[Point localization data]
-*-*-

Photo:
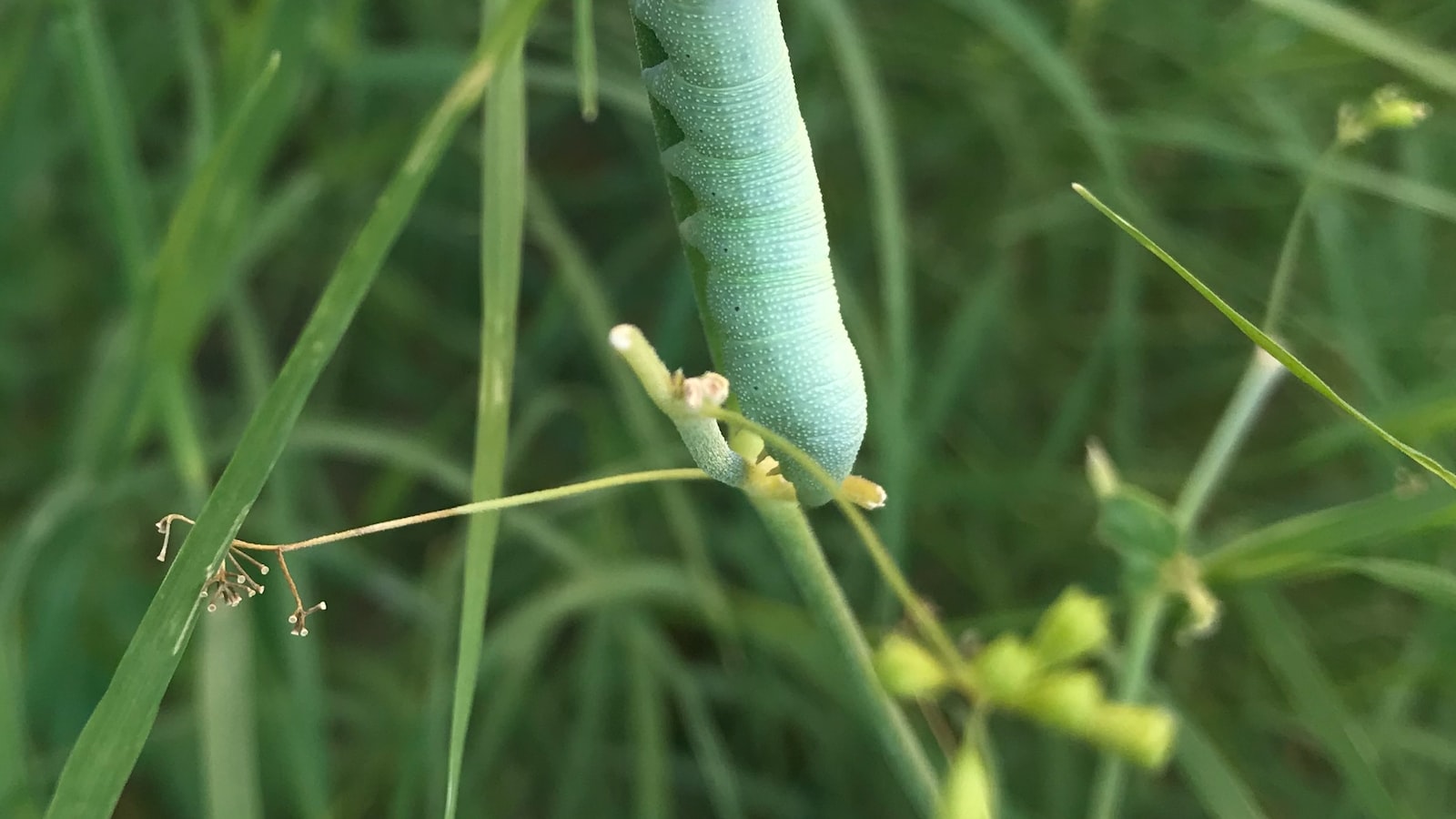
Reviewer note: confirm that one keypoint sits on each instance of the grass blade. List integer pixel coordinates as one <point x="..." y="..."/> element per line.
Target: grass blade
<point x="1419" y="579"/>
<point x="106" y="751"/>
<point x="1303" y="541"/>
<point x="1278" y="636"/>
<point x="1212" y="777"/>
<point x="502" y="216"/>
<point x="1366" y="35"/>
<point x="1269" y="344"/>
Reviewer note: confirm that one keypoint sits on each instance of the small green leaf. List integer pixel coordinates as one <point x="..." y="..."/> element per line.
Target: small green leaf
<point x="1269" y="344"/>
<point x="1140" y="528"/>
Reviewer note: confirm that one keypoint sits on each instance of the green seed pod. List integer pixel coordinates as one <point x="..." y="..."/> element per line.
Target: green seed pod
<point x="1067" y="700"/>
<point x="906" y="669"/>
<point x="1006" y="669"/>
<point x="1074" y="627"/>
<point x="967" y="789"/>
<point x="1140" y="733"/>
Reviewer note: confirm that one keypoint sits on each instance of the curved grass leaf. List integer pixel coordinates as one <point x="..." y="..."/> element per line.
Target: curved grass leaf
<point x="1419" y="579"/>
<point x="502" y="215"/>
<point x="1366" y="35"/>
<point x="1269" y="344"/>
<point x="1278" y="634"/>
<point x="1212" y="777"/>
<point x="113" y="738"/>
<point x="1299" y="542"/>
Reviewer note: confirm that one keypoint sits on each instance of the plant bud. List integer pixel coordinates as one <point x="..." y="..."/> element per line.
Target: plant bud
<point x="1140" y="733"/>
<point x="1074" y="627"/>
<point x="1067" y="700"/>
<point x="906" y="669"/>
<point x="1101" y="472"/>
<point x="967" y="789"/>
<point x="1006" y="669"/>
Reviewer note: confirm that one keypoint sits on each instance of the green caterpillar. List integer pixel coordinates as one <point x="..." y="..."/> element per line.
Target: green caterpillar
<point x="759" y="223"/>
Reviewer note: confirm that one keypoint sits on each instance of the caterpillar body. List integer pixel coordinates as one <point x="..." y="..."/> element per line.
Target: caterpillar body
<point x="759" y="225"/>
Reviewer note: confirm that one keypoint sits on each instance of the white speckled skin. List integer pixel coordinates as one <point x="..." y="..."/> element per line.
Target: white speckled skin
<point x="761" y="225"/>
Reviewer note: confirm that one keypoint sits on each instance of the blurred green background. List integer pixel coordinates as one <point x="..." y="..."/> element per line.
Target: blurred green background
<point x="1002" y="324"/>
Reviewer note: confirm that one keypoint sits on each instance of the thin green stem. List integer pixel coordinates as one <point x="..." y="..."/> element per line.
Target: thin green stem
<point x="823" y="595"/>
<point x="919" y="612"/>
<point x="480" y="506"/>
<point x="1228" y="438"/>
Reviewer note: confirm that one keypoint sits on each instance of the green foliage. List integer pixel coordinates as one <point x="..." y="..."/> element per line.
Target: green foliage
<point x="167" y="223"/>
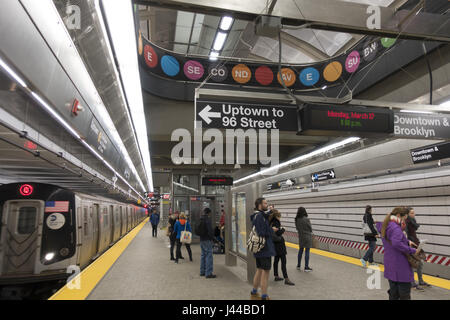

-*-*-

When restating the records word for word, omit any picture they contain.

Photo:
Reviewer note: confirm that one keypoint sits on each instance of the grass blade. List integer pixel coordinates as one <point x="..." y="..."/> element per line.
Target: grass blade
<point x="1419" y="579"/>
<point x="106" y="751"/>
<point x="1303" y="541"/>
<point x="1278" y="636"/>
<point x="1212" y="777"/>
<point x="502" y="216"/>
<point x="1366" y="35"/>
<point x="1269" y="344"/>
Reviewer note: confirm that one keypoint sits on each instance of the small green leaf. List integer pixel coordinates as one <point x="..." y="..."/> element per line.
Target: small green leaf
<point x="1269" y="344"/>
<point x="1140" y="528"/>
Reviewer note: confirm that one keypoint sits on each instance of the green seed pod. List integer pixel coordinates as one <point x="..." y="..."/> element per line.
Target: green seed pod
<point x="1067" y="700"/>
<point x="906" y="669"/>
<point x="1006" y="669"/>
<point x="1074" y="627"/>
<point x="967" y="789"/>
<point x="1140" y="733"/>
Reviewer note: confirm that one keypoint sits on each instance of the curved grass leaf. List integer pixel coordinates as one <point x="..." y="..."/> element per line.
Target: curved grass leaf
<point x="1419" y="579"/>
<point x="502" y="215"/>
<point x="1366" y="35"/>
<point x="1269" y="344"/>
<point x="1278" y="634"/>
<point x="1212" y="777"/>
<point x="113" y="738"/>
<point x="1299" y="542"/>
Reviewer note: confirm that one keypoint sits on each instance of the plant bud. List integer pixel coordinates as one <point x="..." y="..."/> element per line.
Target: plant bud
<point x="1140" y="733"/>
<point x="1074" y="627"/>
<point x="1067" y="700"/>
<point x="906" y="669"/>
<point x="1101" y="472"/>
<point x="967" y="789"/>
<point x="1006" y="669"/>
Reviewer note: confirm that one keypoint sits on each instance of the green caterpillar. List integer pixel coordinates as one <point x="..." y="..."/> element per line.
Target: green caterpillar
<point x="759" y="223"/>
Reviewer note: confirm that one keypoint sits on each instance of the caterpillar body. List integer pixel coordinates as one <point x="..." y="..."/> element per line.
Target: caterpillar body
<point x="759" y="225"/>
Reviewer note: confirm that one keypoint sits on each instance of the white speckled skin. List integer pixel coordinates as one <point x="..." y="..."/> element per line.
Target: white speckled skin
<point x="761" y="225"/>
Reviewer note: confirm that one keypoint sits on each instance of the blurred green background. List integer pixel coordinates as one <point x="..." y="..."/> element per line.
Target: blurred green background
<point x="1002" y="324"/>
Reviewer note: confirm that one keypoint sits on each instance of the thin green stem. List integer pixel coordinates as one <point x="..." y="..."/> element per line.
Target: thin green stem
<point x="823" y="595"/>
<point x="919" y="612"/>
<point x="480" y="506"/>
<point x="1228" y="438"/>
Reviewer note: confirm that one keypoint sits on each instance of the green foliage. List integer pixel coordinates as one <point x="..." y="..."/> element per line.
Target: green foliage
<point x="167" y="223"/>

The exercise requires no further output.